= Records shown =
++++++++++
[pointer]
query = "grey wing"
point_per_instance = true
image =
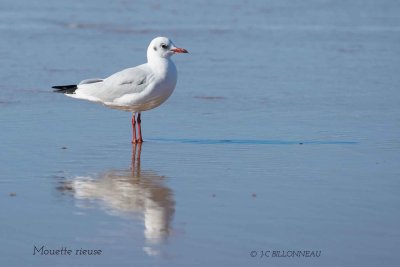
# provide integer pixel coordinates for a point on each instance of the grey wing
(88, 81)
(128, 81)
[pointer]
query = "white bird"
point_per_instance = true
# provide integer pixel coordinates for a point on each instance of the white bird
(134, 89)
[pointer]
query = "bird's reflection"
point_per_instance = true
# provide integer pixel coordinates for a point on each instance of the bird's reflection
(133, 191)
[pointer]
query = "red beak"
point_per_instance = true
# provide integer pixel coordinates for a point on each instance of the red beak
(179, 50)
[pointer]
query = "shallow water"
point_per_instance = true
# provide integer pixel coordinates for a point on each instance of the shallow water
(282, 135)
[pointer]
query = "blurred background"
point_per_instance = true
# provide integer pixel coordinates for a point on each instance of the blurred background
(282, 134)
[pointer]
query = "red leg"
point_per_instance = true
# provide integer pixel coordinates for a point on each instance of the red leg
(133, 129)
(140, 139)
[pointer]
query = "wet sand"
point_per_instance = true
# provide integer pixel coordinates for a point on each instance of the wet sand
(281, 136)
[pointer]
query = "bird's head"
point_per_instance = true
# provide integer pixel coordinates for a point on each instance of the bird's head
(163, 47)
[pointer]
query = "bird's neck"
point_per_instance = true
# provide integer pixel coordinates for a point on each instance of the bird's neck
(159, 65)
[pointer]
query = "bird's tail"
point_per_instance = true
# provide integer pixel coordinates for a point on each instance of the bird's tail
(65, 89)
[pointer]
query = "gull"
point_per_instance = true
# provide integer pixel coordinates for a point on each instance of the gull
(135, 89)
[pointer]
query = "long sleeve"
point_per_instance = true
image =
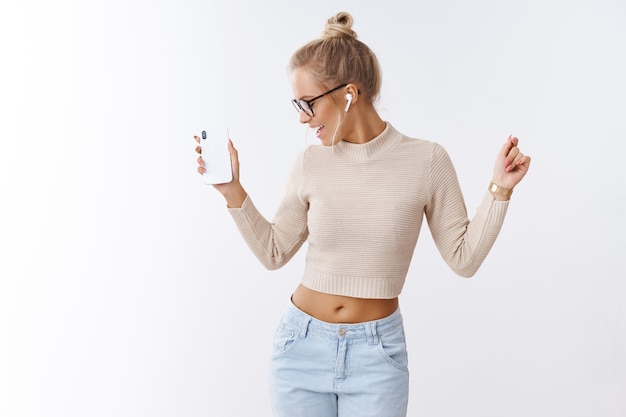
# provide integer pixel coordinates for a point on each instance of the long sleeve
(463, 244)
(275, 243)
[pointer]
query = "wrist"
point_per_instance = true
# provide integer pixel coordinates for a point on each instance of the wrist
(499, 192)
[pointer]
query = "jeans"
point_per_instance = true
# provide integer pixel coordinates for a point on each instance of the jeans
(321, 369)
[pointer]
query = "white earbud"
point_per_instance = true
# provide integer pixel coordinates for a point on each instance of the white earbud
(349, 98)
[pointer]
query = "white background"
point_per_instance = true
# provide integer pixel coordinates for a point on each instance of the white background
(125, 288)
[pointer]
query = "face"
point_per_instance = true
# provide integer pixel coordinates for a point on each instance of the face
(326, 112)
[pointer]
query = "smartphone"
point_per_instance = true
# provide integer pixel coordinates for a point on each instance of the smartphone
(214, 143)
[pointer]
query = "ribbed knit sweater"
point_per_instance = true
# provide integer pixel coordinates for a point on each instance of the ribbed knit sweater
(361, 206)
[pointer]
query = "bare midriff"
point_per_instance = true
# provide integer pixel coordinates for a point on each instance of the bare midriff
(340, 309)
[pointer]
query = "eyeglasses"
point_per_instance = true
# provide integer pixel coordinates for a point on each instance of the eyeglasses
(307, 105)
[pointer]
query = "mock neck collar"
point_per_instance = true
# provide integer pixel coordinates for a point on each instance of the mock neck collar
(371, 149)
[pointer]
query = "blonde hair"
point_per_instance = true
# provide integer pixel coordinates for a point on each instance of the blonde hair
(338, 57)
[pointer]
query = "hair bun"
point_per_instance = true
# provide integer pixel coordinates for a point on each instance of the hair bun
(339, 26)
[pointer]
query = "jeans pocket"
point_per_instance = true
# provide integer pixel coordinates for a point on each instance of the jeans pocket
(392, 347)
(285, 339)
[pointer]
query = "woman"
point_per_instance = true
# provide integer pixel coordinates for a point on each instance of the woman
(358, 199)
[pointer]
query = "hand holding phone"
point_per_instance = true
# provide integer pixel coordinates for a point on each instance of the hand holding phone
(214, 145)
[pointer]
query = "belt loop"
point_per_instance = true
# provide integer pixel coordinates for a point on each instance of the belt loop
(305, 327)
(372, 335)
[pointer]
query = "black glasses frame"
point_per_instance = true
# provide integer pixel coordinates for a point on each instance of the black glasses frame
(307, 105)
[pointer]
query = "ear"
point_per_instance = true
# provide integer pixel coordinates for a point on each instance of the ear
(354, 91)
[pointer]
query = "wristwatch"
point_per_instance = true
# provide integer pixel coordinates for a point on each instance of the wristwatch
(495, 188)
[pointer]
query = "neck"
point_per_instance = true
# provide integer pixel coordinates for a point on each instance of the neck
(362, 126)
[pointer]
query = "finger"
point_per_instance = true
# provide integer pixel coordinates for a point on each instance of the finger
(519, 161)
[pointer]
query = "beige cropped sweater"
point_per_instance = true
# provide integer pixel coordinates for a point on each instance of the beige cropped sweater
(360, 208)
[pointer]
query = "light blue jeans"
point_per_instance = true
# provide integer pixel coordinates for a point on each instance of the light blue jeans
(321, 369)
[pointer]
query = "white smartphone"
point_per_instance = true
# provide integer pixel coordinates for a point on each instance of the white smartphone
(214, 143)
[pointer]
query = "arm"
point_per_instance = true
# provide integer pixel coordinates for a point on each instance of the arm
(273, 243)
(464, 244)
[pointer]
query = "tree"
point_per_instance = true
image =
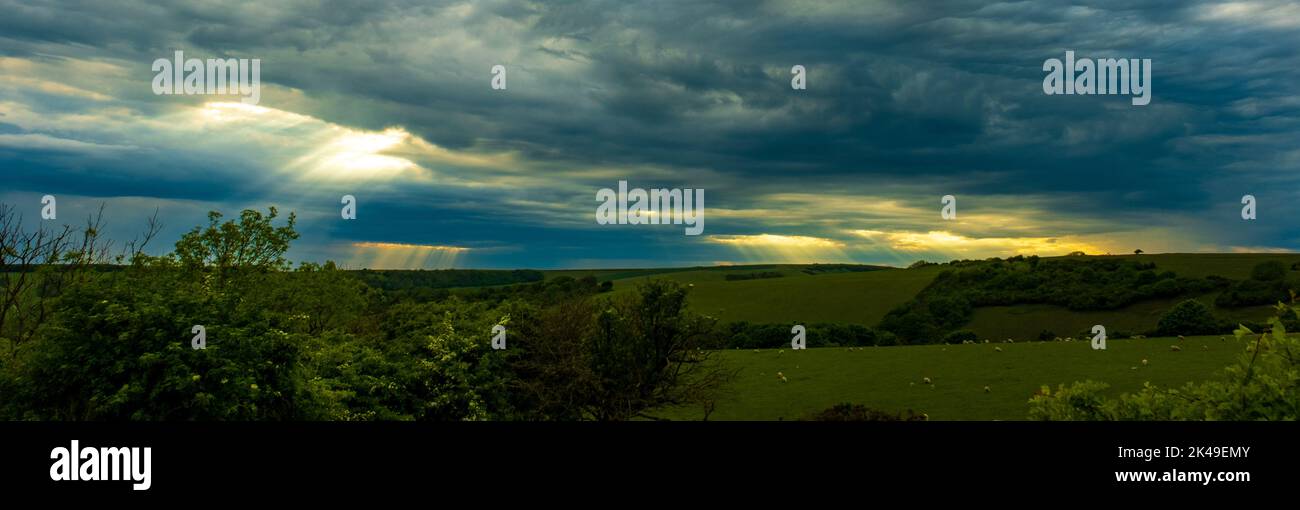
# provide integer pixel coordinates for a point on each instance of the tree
(1188, 318)
(1261, 385)
(251, 243)
(1269, 271)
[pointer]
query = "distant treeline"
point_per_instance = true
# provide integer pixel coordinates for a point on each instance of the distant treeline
(841, 268)
(1073, 282)
(774, 336)
(445, 279)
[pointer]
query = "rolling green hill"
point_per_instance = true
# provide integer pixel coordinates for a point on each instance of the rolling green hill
(866, 297)
(891, 377)
(831, 297)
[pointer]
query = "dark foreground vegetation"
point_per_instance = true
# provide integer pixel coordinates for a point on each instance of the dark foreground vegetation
(312, 342)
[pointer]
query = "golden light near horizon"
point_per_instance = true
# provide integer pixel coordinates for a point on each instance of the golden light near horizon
(390, 255)
(957, 245)
(784, 249)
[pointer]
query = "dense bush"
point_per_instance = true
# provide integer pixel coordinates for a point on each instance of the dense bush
(1262, 385)
(1080, 284)
(1190, 318)
(753, 276)
(961, 336)
(859, 413)
(317, 342)
(775, 336)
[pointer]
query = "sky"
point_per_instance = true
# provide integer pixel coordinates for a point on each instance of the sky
(905, 102)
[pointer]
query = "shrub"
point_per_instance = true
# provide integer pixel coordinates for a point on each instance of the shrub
(1188, 318)
(1269, 271)
(1260, 387)
(859, 413)
(961, 336)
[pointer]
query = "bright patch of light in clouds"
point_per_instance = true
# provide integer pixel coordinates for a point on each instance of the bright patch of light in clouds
(957, 245)
(390, 255)
(784, 249)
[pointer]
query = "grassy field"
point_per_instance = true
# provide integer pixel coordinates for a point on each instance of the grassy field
(891, 377)
(1229, 266)
(866, 297)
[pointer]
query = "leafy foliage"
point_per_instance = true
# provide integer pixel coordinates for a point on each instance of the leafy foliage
(1071, 282)
(1262, 385)
(320, 344)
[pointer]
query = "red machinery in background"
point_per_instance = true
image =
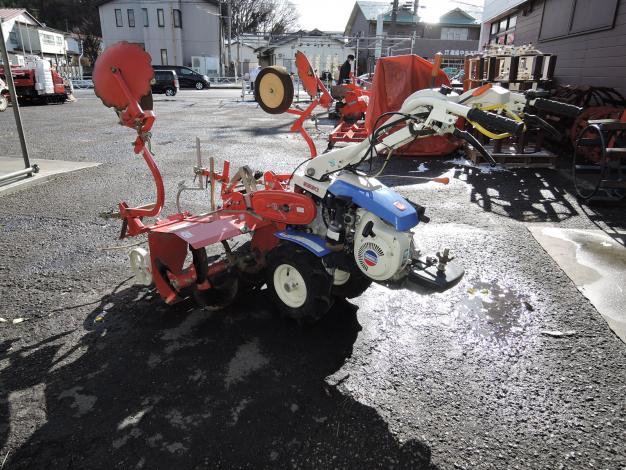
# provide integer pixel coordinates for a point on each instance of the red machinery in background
(395, 79)
(36, 81)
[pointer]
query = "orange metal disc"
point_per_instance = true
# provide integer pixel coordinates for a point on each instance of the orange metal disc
(135, 66)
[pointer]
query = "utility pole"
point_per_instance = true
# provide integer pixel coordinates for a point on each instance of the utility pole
(28, 170)
(394, 17)
(230, 26)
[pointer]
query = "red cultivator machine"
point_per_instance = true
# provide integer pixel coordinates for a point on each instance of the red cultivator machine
(359, 110)
(326, 231)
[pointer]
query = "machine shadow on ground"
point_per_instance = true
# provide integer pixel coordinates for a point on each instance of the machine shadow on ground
(151, 386)
(526, 195)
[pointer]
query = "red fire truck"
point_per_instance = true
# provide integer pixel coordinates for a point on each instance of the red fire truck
(36, 81)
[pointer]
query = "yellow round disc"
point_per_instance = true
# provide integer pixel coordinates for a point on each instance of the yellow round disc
(271, 90)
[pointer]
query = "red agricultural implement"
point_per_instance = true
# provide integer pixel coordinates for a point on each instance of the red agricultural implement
(326, 231)
(359, 110)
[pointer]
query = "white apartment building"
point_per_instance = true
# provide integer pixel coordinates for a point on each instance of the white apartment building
(25, 35)
(326, 51)
(171, 31)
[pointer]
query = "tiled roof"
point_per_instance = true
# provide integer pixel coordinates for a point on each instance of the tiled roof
(8, 13)
(371, 10)
(458, 17)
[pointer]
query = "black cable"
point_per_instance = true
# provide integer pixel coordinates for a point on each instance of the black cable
(296, 169)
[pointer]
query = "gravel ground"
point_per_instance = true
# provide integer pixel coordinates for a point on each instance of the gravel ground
(395, 379)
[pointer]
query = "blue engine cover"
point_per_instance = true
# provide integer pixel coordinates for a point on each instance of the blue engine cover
(383, 202)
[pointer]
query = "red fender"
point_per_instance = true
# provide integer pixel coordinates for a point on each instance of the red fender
(284, 207)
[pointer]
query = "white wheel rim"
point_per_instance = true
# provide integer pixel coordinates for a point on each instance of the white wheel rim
(290, 286)
(340, 277)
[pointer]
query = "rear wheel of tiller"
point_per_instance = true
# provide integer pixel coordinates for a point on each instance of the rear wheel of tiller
(299, 283)
(273, 90)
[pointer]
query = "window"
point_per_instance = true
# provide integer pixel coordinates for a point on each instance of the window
(178, 19)
(458, 34)
(47, 39)
(503, 30)
(160, 18)
(562, 18)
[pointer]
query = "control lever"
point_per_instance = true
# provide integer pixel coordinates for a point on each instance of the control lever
(470, 139)
(533, 119)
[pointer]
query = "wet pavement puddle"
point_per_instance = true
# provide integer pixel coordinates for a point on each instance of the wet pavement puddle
(493, 314)
(596, 263)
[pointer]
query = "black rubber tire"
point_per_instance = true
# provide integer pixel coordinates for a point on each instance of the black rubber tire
(355, 286)
(287, 88)
(318, 282)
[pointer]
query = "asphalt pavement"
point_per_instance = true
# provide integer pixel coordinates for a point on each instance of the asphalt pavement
(96, 372)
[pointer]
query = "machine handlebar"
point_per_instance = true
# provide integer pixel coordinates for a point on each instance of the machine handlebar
(556, 107)
(494, 121)
(534, 94)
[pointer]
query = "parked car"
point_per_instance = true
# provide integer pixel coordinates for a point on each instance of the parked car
(187, 77)
(4, 96)
(165, 81)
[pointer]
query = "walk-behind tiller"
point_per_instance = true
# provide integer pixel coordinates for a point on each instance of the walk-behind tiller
(326, 231)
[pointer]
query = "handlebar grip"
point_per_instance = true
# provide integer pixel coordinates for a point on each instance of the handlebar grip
(534, 94)
(556, 107)
(494, 121)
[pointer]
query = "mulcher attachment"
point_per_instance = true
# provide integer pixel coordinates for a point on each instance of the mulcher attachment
(440, 272)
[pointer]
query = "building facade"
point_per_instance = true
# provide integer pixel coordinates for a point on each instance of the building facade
(25, 35)
(325, 51)
(588, 37)
(371, 28)
(171, 31)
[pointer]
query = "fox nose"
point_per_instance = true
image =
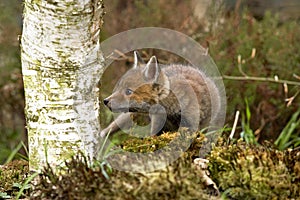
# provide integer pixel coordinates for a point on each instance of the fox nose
++++++++++
= Exercise objective =
Every line of the records above where the string "nose" is found should be copied.

= Solution for this task =
query = "fox nose"
# provide integer pixel coordinates for a point on each instance of the fox nose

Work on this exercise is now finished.